====== RECORDS SUPPLIED ======

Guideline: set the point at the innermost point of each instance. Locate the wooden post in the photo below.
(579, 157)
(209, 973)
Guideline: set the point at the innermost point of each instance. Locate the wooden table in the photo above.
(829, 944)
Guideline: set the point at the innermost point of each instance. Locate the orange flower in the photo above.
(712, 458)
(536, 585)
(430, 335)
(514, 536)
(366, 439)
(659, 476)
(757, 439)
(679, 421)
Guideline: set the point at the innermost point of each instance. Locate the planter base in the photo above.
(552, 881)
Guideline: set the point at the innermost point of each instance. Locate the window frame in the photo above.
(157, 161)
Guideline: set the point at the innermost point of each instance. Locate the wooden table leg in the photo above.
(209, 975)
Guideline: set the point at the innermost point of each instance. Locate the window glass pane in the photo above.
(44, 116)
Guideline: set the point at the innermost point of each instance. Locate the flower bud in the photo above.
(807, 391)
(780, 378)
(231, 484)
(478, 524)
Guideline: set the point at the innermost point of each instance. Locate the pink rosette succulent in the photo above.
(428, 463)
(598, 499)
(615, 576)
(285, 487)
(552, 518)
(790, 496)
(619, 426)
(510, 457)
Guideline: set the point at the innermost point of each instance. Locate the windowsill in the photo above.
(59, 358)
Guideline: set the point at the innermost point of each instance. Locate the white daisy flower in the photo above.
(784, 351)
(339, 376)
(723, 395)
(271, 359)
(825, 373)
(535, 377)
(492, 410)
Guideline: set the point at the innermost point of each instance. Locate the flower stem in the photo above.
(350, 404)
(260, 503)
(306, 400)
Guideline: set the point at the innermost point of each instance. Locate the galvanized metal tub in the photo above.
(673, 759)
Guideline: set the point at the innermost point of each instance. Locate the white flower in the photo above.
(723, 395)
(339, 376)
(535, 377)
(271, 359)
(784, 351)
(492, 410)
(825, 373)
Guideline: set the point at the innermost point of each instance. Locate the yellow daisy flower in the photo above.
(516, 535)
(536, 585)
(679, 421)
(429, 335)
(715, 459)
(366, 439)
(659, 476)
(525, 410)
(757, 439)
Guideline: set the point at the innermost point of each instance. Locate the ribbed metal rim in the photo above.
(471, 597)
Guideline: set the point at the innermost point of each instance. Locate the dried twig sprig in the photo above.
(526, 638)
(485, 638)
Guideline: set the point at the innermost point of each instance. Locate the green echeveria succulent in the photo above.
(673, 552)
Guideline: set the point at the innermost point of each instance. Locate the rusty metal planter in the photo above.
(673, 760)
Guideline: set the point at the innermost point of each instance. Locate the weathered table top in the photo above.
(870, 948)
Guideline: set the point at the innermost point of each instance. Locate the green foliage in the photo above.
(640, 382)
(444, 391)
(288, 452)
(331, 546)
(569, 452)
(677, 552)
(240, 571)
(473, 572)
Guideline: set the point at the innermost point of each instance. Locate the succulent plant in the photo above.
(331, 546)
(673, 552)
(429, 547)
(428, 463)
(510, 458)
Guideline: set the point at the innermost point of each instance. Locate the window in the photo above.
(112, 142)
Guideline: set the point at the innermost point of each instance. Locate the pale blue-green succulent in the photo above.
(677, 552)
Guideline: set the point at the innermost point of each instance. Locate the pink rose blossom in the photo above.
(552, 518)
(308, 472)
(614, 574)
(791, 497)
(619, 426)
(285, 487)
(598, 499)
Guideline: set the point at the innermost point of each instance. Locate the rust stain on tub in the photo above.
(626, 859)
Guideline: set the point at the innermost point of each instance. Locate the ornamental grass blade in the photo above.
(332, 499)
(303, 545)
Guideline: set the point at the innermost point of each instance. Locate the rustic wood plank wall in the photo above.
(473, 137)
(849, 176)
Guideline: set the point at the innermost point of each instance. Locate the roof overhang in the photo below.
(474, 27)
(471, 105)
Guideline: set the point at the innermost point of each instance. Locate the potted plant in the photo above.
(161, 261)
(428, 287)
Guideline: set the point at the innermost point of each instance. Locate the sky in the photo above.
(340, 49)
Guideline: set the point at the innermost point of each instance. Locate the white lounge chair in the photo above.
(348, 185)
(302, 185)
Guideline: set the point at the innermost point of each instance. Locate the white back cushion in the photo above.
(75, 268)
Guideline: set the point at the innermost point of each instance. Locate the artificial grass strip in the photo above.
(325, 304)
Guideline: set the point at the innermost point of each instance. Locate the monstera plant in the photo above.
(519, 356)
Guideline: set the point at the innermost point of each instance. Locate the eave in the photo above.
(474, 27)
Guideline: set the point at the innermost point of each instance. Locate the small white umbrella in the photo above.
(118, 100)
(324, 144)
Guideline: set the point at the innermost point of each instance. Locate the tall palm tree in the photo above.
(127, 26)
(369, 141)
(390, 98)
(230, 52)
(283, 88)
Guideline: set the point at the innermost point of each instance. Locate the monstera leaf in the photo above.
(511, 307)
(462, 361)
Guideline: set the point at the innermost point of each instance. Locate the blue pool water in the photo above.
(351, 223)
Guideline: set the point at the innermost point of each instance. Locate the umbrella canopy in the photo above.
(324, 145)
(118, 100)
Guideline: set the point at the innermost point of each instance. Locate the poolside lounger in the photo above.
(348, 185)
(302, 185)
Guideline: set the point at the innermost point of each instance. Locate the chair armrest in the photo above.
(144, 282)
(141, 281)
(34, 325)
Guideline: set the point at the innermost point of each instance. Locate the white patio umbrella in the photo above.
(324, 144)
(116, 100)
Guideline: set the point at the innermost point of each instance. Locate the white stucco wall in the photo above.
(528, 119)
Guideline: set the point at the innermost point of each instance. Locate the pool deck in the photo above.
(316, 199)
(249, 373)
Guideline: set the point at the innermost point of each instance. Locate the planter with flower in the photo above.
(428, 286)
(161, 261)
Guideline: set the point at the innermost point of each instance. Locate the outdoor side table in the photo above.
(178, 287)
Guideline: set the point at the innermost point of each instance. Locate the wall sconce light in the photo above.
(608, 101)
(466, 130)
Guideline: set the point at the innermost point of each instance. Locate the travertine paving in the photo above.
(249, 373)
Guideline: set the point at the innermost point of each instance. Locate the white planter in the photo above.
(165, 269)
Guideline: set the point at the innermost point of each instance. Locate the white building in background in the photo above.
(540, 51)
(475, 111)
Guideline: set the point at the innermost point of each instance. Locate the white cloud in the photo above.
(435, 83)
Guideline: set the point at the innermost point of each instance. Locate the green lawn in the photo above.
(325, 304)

======

*EXERCISE BRIEF*.
Exact reproduction of the listing above is required.

*EXERCISE ANSWER*.
Guideline: set the point at the innermost point of each instance. Locate the wooden post in the photo below.
(579, 157)
(209, 973)
Guideline: set the point at the innermost point of each instance. Locate the wooden table in the photo above.
(829, 944)
Guideline: set the point at the innermost point of each instance. Locate the orange flower in the photo above.
(712, 458)
(536, 585)
(430, 335)
(514, 536)
(366, 439)
(659, 476)
(757, 439)
(679, 421)
Guideline: set the point at the innermost point of each instance. Locate the planter base in the photo above.
(552, 881)
Guideline: set the point at the innermost point of each instance. Locate the window frame in the photo above.
(157, 161)
Guideline: set the point at the innermost point of each instance. Locate the wooden table leg in the photo above.
(209, 975)
Guideline: set the point at the innermost point of each instance. Locate the window glass pane in the photo above.
(44, 116)
Guideline: set the point at the innermost point of each instance. Locate the flower bud in the photo above.
(807, 391)
(780, 378)
(231, 484)
(478, 524)
Guideline: set the point at the innermost point of each instance. Locate the pink rosette succulent in the photo above.
(428, 463)
(598, 499)
(615, 576)
(285, 487)
(552, 518)
(790, 496)
(619, 426)
(510, 457)
Guideline: set the point at the innermost point of each instance. Locate the windowsill in the photo above.
(59, 358)
Guideline: set the point at the innermost point of each instance. Locate the white daisy flower in the photo above.
(784, 351)
(339, 376)
(723, 395)
(271, 359)
(825, 373)
(535, 377)
(492, 410)
Guideline: set the point at the innermost point of each instance. Locate the flower stem in the photo above.
(350, 404)
(260, 503)
(306, 400)
Guideline: set the point at the innermost point of each instance. Locate the galvanized metal tub in the photo above.
(673, 759)
Guideline: set the point at the innermost point of each instance. Locate the white flower in the photo above.
(723, 395)
(339, 376)
(535, 377)
(271, 359)
(784, 351)
(492, 410)
(825, 373)
Guideline: set the point at the innermost point of each instance. Locate the yellow daisy flower in the photo above.
(516, 535)
(536, 585)
(679, 421)
(429, 335)
(715, 459)
(366, 439)
(659, 476)
(525, 410)
(757, 439)
Guideline: set the point at the innermost point of each instance. Locate the ribbed metal rim in the photo above.
(471, 597)
Guideline: set the point at the innermost point of each instance. Locate the dried twig sprig in the photo above.
(526, 638)
(485, 638)
Guideline: set the point at the innermost point of each instance. Locate the green echeveria succulent in the photo above.
(673, 552)
Guideline: set the point at the innermost point of each instance. Locate the rusty metal planter in the photo above.
(673, 760)
Guideline: set the point at the innermost point of each instance. Locate the weathered table top in the photo above.
(870, 948)
Guideline: set the point at the innermost point of each instance. Locate the green foliage in the photo above.
(640, 382)
(444, 391)
(288, 452)
(331, 546)
(569, 452)
(677, 552)
(240, 571)
(473, 572)
Guideline: set the point at the innermost point of each instance. Locate the succulent plant in the photo above.
(331, 546)
(673, 552)
(429, 547)
(428, 463)
(510, 458)
Guideline: set the point at the innermost point of each instance. Locate the window in the photo above.
(112, 142)
Guideline: set the point at the innermost point of each instance. Locate the pale blue-green succulent in the photo above.
(677, 552)
Guideline: set the point at the innermost point of each instance. Locate the pink rose blossom in the photo above.
(552, 518)
(308, 472)
(614, 574)
(791, 497)
(619, 426)
(285, 487)
(598, 499)
Guideline: set the point at the innermost point of each instance. Locate the rust stain on tub in the photo above.
(626, 859)
Guideline: set the point at the innermost point of each instance. Locate the ornamental grass blade in the photo above.
(332, 499)
(303, 545)
Guideline: set the point at the innermost point of each instance. Locate the rustic wood plank wall in the photo above.
(473, 137)
(849, 176)
Guideline: set the point at the innermost point of each instance. Locate the roof overhang in the photo below.
(474, 27)
(471, 105)
Guideline: set the point at the innermost point of each instance. Locate the potted plant in the photo above.
(161, 261)
(428, 287)
Guideline: set the point at the innermost point of each instance. Locate the sky in the photo above.
(340, 49)
Guideline: set the point at the innermost point of each instance. Locate the white lounge chair in the photo above.
(348, 185)
(302, 185)
Guideline: set the point at the innermost point of each instance. Locate the white back cushion in the photo above.
(75, 268)
Guideline: set the point at the innermost point of each instance. Locate the artificial grass strip in the photo above.
(325, 304)
Guideline: set the point at the innermost point of each instance. Locate the monstera plant in the photo above.
(519, 356)
Guideline: set the point at the innermost point of each instance. Locate the eave in the photo above.
(474, 27)
Guideline: set the point at the innermost point of each instance. Locate the small white umbrella in the photo above.
(118, 100)
(324, 144)
Guideline: set the point at the innermost point of each instance. Locate the tall palm tree in the photo above.
(127, 26)
(369, 141)
(390, 98)
(230, 52)
(283, 88)
Guideline: set the point at the innermost point of each instance. Locate the monstera leaf in the photo above.
(511, 307)
(462, 361)
Guideline: set the point at the innermost point of each instance. Locate the blue pool water in the photo above.
(351, 223)
Guideline: set the point at the innermost point of each instance. Locate the umbrella canopy in the photo above.
(324, 145)
(118, 100)
Guideline: set the point at the innermost point of each instance. Locate the poolside lounger in the photo above.
(348, 185)
(302, 185)
Guideline: set the point at the innermost point of each instance. Locate the chair armrest in the photo above.
(144, 282)
(141, 281)
(34, 325)
Guideline: set the point at the innermost point of each instance. Locate the white patio umbrella in the photo above.
(324, 144)
(116, 100)
Guideline: set the point at the innermost point of each instance. Locate the white stucco wall in the photo above.
(528, 119)
Guideline: set the point at the innermost point of each instance. Locate the pool deck in the photo above.
(316, 199)
(249, 373)
Guideline: set the point at the innermost point of each instance. Locate the planter with flower in the photo above.
(428, 286)
(161, 261)
Guideline: set the point at the innermost point of each instance. Locate the outdoor side table in the photo above.
(178, 287)
Guideline: set the point at the innermost point of each instance. Locate the wall sconce light in the photo above.
(608, 101)
(466, 130)
Guideline: set the point at the innermost point of each instance. Locate the travertine paving in the photo above.
(249, 373)
Guideline: set the point at the innermost point of each instance. Locate the white planter in the photo above.
(165, 269)
Guideline: set the point at the innermost point of each instance. Locate the white building in background in the photo above.
(540, 51)
(475, 111)
Guideline: set the point at the innermost point of each instance. Locate the white cloud in the photo above.
(435, 83)
Guideline: set the point at the innermost point of each instance. Locate the green lawn in the photo above.
(325, 304)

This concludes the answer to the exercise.